▶ YOUR TASK: Pick out every line in the items below that contains the word "black", and copy each one. Case counts.

# PROVIDED INFORMATION start

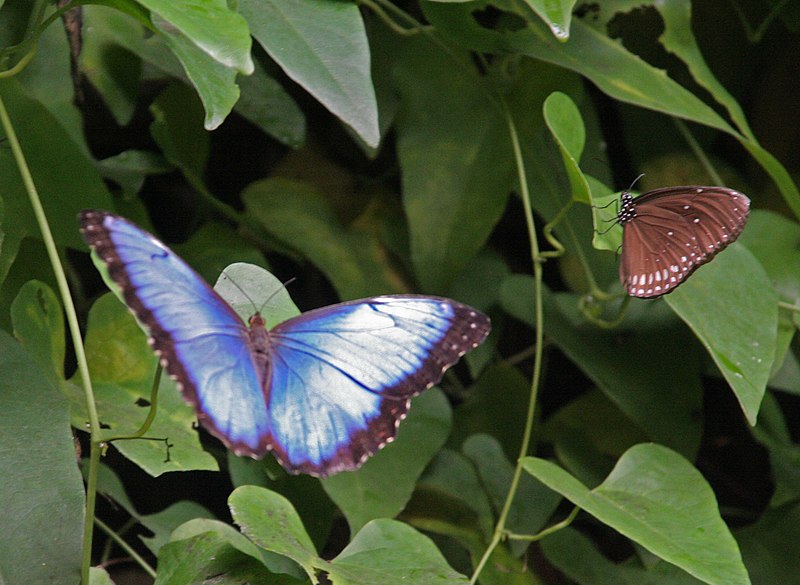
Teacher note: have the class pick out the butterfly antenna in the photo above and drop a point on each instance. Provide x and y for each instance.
(636, 180)
(284, 286)
(241, 290)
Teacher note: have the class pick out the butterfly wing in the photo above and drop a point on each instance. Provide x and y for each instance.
(202, 343)
(674, 231)
(341, 377)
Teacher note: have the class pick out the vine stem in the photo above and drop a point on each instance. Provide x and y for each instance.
(499, 530)
(75, 332)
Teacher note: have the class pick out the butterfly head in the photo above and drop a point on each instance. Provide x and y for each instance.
(627, 210)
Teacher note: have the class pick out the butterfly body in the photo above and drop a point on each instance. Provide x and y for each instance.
(668, 233)
(323, 391)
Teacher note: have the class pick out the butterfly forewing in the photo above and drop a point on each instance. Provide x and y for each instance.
(668, 233)
(323, 390)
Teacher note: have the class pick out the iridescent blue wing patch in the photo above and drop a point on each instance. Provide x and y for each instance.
(201, 342)
(341, 377)
(324, 390)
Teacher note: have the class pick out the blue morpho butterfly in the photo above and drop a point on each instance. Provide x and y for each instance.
(323, 390)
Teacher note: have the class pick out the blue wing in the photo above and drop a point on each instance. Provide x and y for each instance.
(202, 343)
(323, 390)
(341, 377)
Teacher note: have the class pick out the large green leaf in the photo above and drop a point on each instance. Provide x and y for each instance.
(210, 25)
(122, 367)
(65, 178)
(384, 551)
(732, 308)
(301, 217)
(322, 46)
(41, 488)
(656, 498)
(616, 71)
(647, 367)
(383, 485)
(455, 157)
(574, 555)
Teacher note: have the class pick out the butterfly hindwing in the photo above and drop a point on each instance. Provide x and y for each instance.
(202, 343)
(668, 233)
(345, 373)
(323, 390)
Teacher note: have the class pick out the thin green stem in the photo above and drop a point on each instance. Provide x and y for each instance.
(126, 547)
(150, 415)
(499, 531)
(74, 328)
(382, 8)
(547, 531)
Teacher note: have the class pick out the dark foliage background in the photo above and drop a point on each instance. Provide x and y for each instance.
(449, 148)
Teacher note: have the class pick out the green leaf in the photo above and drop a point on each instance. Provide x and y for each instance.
(774, 241)
(266, 104)
(65, 177)
(176, 128)
(122, 367)
(386, 551)
(99, 576)
(216, 246)
(455, 158)
(275, 563)
(564, 121)
(323, 47)
(160, 524)
(647, 367)
(533, 503)
(574, 555)
(303, 491)
(39, 325)
(112, 67)
(769, 546)
(452, 499)
(249, 289)
(130, 169)
(608, 64)
(773, 433)
(486, 408)
(47, 79)
(215, 83)
(210, 25)
(39, 478)
(557, 14)
(210, 557)
(384, 484)
(678, 38)
(657, 499)
(270, 521)
(741, 342)
(297, 215)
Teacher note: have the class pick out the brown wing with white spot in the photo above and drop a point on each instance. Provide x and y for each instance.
(673, 231)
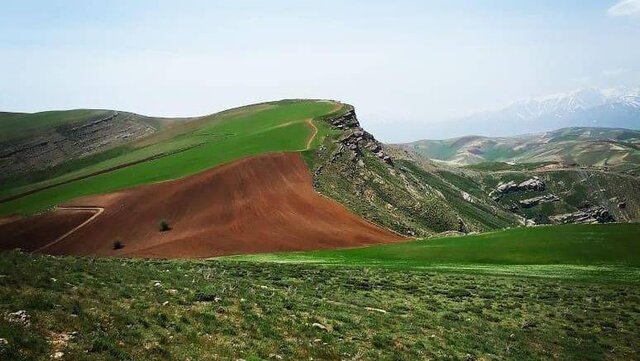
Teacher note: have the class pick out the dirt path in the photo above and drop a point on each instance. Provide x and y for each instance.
(97, 210)
(258, 204)
(313, 135)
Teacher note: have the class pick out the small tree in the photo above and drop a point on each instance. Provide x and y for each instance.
(164, 226)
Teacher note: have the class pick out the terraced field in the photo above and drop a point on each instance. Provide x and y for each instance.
(189, 148)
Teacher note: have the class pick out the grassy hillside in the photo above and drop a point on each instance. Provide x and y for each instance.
(20, 125)
(602, 147)
(183, 149)
(586, 251)
(576, 189)
(389, 303)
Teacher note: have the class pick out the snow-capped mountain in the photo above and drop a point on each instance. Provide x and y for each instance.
(562, 105)
(590, 107)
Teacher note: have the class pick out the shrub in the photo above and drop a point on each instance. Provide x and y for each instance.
(164, 226)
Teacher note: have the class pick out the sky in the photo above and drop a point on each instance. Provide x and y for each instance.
(403, 64)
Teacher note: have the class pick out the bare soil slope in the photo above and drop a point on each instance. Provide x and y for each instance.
(37, 231)
(259, 204)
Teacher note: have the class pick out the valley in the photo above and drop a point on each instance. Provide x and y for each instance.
(285, 230)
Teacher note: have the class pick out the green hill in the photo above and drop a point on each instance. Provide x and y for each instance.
(613, 148)
(179, 150)
(609, 251)
(572, 289)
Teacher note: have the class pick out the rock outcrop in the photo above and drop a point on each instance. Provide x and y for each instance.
(535, 184)
(596, 214)
(69, 141)
(357, 139)
(531, 202)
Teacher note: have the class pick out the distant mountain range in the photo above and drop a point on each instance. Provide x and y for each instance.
(590, 107)
(615, 148)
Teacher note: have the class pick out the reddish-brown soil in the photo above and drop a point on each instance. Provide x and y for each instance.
(34, 232)
(261, 204)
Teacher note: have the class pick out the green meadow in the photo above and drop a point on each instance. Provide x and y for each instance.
(609, 252)
(575, 297)
(188, 148)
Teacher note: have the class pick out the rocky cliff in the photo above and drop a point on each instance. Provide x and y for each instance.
(70, 141)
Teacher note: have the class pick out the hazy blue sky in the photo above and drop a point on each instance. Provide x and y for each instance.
(403, 64)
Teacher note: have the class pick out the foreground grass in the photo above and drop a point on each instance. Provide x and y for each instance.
(117, 309)
(203, 144)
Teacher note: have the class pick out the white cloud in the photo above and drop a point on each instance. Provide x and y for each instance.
(625, 8)
(613, 72)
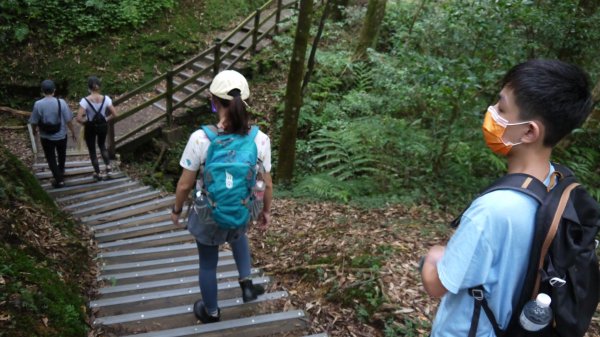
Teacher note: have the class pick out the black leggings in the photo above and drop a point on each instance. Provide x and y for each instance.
(90, 140)
(52, 150)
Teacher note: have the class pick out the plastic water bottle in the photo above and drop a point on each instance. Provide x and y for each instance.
(537, 313)
(199, 189)
(259, 190)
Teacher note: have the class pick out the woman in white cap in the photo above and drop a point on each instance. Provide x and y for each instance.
(207, 220)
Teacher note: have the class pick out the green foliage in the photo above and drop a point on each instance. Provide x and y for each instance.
(407, 122)
(33, 286)
(63, 21)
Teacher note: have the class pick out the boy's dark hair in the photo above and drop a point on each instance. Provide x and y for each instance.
(556, 92)
(94, 83)
(237, 116)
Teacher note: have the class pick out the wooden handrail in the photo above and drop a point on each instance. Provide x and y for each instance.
(140, 128)
(137, 90)
(259, 18)
(191, 79)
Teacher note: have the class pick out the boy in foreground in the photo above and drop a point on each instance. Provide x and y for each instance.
(541, 102)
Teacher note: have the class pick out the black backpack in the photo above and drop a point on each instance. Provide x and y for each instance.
(562, 262)
(51, 128)
(99, 123)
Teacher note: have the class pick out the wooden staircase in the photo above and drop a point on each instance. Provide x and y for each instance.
(185, 85)
(149, 268)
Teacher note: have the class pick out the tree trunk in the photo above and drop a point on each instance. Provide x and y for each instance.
(313, 51)
(370, 28)
(337, 9)
(293, 96)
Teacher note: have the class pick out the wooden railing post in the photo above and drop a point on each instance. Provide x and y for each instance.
(278, 16)
(217, 63)
(255, 31)
(169, 97)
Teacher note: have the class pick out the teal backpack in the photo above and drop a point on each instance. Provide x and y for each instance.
(229, 176)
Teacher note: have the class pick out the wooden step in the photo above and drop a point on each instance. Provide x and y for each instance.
(129, 211)
(95, 194)
(131, 232)
(129, 222)
(103, 198)
(75, 182)
(165, 298)
(125, 200)
(180, 316)
(144, 254)
(89, 184)
(41, 166)
(166, 284)
(177, 236)
(254, 326)
(158, 274)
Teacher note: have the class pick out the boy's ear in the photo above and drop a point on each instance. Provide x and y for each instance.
(534, 133)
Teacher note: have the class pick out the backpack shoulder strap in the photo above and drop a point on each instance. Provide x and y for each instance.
(519, 182)
(253, 131)
(59, 110)
(211, 131)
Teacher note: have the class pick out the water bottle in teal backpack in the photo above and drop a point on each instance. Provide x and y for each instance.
(230, 176)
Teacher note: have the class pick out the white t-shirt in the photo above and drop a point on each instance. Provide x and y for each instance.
(195, 151)
(90, 112)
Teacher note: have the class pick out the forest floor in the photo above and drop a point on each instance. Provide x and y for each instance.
(352, 269)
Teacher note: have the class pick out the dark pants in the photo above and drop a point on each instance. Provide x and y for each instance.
(91, 135)
(52, 149)
(209, 258)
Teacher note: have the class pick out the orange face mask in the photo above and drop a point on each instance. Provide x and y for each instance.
(494, 127)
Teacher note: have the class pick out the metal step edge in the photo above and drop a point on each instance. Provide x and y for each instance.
(149, 263)
(90, 186)
(133, 221)
(142, 251)
(118, 204)
(106, 197)
(115, 268)
(83, 181)
(73, 163)
(166, 282)
(183, 309)
(126, 211)
(148, 238)
(197, 330)
(68, 173)
(97, 193)
(126, 233)
(157, 295)
(140, 276)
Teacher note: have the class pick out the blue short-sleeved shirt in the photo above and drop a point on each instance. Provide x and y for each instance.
(490, 248)
(48, 107)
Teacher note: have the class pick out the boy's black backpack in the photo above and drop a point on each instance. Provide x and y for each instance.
(51, 128)
(562, 262)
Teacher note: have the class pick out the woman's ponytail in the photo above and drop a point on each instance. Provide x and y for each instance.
(237, 116)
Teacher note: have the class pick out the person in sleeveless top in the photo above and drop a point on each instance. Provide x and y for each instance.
(95, 111)
(228, 91)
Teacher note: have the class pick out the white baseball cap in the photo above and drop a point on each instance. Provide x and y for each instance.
(228, 80)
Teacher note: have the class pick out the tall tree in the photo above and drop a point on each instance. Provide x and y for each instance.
(293, 96)
(370, 28)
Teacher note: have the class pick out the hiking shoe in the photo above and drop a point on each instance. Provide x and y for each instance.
(58, 184)
(202, 314)
(250, 291)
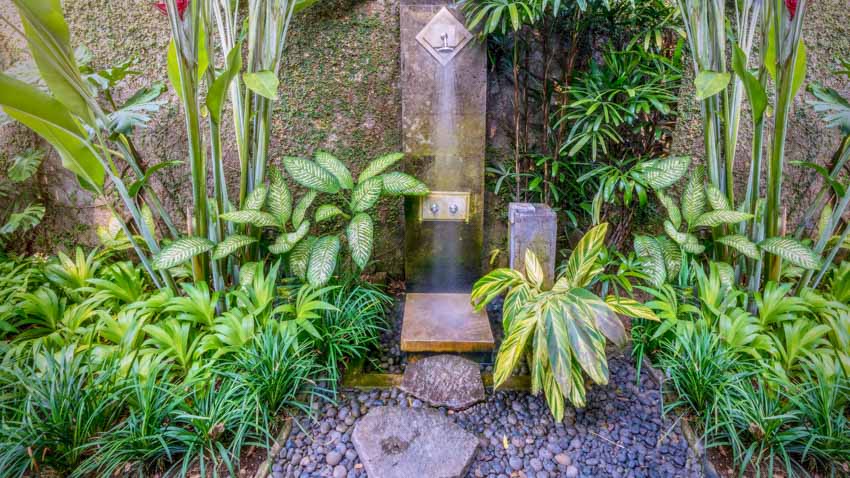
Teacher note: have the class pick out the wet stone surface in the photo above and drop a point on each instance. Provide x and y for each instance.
(619, 434)
(444, 381)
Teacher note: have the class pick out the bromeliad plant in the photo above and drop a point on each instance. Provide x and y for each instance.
(561, 330)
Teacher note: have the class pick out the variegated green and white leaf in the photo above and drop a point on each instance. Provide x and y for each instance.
(360, 237)
(716, 218)
(279, 200)
(792, 251)
(663, 173)
(232, 244)
(285, 242)
(310, 175)
(652, 256)
(673, 212)
(256, 199)
(300, 257)
(716, 198)
(693, 197)
(181, 251)
(300, 210)
(255, 218)
(322, 260)
(399, 183)
(327, 211)
(366, 194)
(335, 167)
(740, 244)
(378, 166)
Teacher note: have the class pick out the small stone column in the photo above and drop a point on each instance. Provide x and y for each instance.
(535, 227)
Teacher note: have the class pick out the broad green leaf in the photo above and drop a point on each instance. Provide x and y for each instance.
(672, 210)
(300, 210)
(232, 244)
(400, 183)
(378, 166)
(708, 83)
(663, 173)
(279, 200)
(716, 218)
(792, 251)
(310, 175)
(50, 46)
(181, 251)
(263, 83)
(286, 242)
(693, 197)
(335, 167)
(740, 244)
(360, 237)
(630, 308)
(52, 121)
(256, 199)
(255, 218)
(322, 260)
(366, 194)
(327, 211)
(652, 258)
(582, 265)
(218, 90)
(300, 257)
(755, 92)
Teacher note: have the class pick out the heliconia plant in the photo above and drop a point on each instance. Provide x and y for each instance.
(227, 238)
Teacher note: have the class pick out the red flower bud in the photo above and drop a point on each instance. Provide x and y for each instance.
(181, 7)
(791, 5)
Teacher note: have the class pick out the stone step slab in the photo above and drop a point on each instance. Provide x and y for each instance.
(395, 442)
(447, 381)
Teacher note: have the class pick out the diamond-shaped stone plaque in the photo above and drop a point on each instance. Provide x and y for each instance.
(443, 37)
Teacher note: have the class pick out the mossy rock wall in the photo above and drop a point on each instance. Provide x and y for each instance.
(827, 37)
(339, 93)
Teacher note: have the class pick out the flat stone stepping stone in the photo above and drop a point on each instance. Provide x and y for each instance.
(447, 381)
(395, 442)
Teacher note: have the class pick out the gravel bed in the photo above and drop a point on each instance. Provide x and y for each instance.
(620, 433)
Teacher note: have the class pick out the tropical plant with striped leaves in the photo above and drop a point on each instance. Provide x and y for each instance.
(561, 330)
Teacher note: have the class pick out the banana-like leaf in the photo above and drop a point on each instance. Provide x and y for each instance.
(181, 251)
(300, 257)
(716, 218)
(300, 210)
(323, 258)
(693, 197)
(366, 194)
(360, 237)
(396, 183)
(327, 211)
(255, 218)
(232, 244)
(378, 166)
(673, 211)
(663, 173)
(53, 122)
(582, 265)
(716, 198)
(630, 308)
(652, 257)
(257, 199)
(335, 167)
(286, 242)
(310, 175)
(792, 251)
(740, 244)
(279, 200)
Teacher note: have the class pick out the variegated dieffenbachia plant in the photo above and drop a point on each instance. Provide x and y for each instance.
(312, 256)
(704, 221)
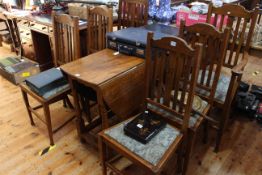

# PROVIDED INFORMATION end

▶ CORRECT RESULT:
Teacher note: have the class pick out the black leggings in the photo above and drop a point on each instance. Provide x and y for each instance.
Teacher note: have the class pick out the black backpack in the photo above and drop a point on each instance. Provide x and y for each instance.
Teacher note: have the class pick out the boy's black backpack in the photo above and drop a point on each instance. Provide x and y for each instance.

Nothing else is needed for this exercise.